* [Request a]
Rewrite the AFL-CIO letter beginning at the words "John Sweeney has" and stopping after "a union contract!", with "middle class" changed to "working class" each time it occurs.

* [Text excerpt]
Posted by NomNomNom | September 16, 2009 10:31 PM
Posted on September 16, 2009 22:31
another note in a bottle
for senior sorrell
"Dear herb,
Yesterday afternoon in Pittsburgh, I had the honor and privilege of being elected president of the AFL-CIO along with our new Secretary-Treasurer Liz Shuler and Executive Vice President Arlene Holt Baker. Before I share my thoughts on what we can accomplish together in the future, there’s someone I need to thank—someone I think all of us need to thank.
John Sweeney has renewed our commitment to organizing, restored our voice in government and reminded us that organized labor isn’t just an institution; we are a movement.
That's right, we are a movement, and today, on my first full day as president of the AFL-CIO, my message to America is that just as unions built the middle class once before, if you give us the chance, we can build it again.
The surest, the fastest, most effective way to lift workers and our families into the middle class is with the strength that can only, only come with a union contract!

* [Task input]

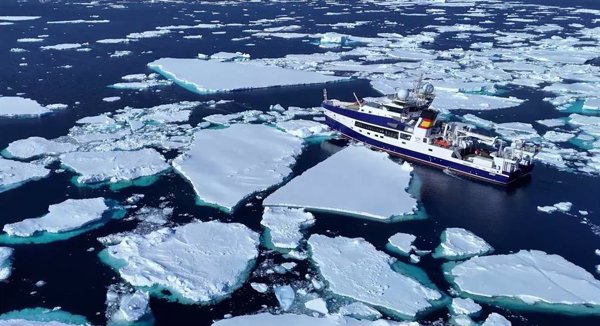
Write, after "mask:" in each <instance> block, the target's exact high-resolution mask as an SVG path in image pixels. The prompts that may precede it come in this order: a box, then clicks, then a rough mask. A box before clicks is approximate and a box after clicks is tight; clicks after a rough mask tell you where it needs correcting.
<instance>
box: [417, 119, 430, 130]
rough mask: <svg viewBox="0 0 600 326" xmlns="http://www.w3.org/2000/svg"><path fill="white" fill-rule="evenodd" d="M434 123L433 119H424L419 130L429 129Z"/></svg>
mask: <svg viewBox="0 0 600 326" xmlns="http://www.w3.org/2000/svg"><path fill="white" fill-rule="evenodd" d="M432 123H433V120H431V119H423V121H421V124H419V128H422V129H429V128H431V125H432Z"/></svg>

* [Request b]
Reproduce every line of the records above without any change, but leave the pictures out.

* [Answer area a]
John Sweeney has renewed our commitment to organizing, restored our voice in government and reminded us that organized labor isn’t just an institution; we are a movement.
That's right, we are a movement, and today, on my first full day as president of the AFL-CIO, my message to America is that just as unions built the working class once before, if you give us the chance, we can build it again.
The surest, the fastest, most effective way to lift workers and our families into the working class is with the strength that can only, only come with a union contract!

* [Answer area b]
Write, after "mask:" in each <instance> block, the target's exact high-resolution mask as an SVG path in image pixels. The prompts that may precede it come in this order: a box, then clicks, then a rough mask. A box before clicks is approximate and a box after clicks is tight; clicks after a rough mask tell you where it needs correcting.
<instance>
box: [417, 119, 430, 130]
rough mask: <svg viewBox="0 0 600 326" xmlns="http://www.w3.org/2000/svg"><path fill="white" fill-rule="evenodd" d="M434 123L433 119H424L419 130L429 129Z"/></svg>
mask: <svg viewBox="0 0 600 326" xmlns="http://www.w3.org/2000/svg"><path fill="white" fill-rule="evenodd" d="M432 123H433V120H431V119H423V121H421V124H419V128H422V129H429V128H431V125H432Z"/></svg>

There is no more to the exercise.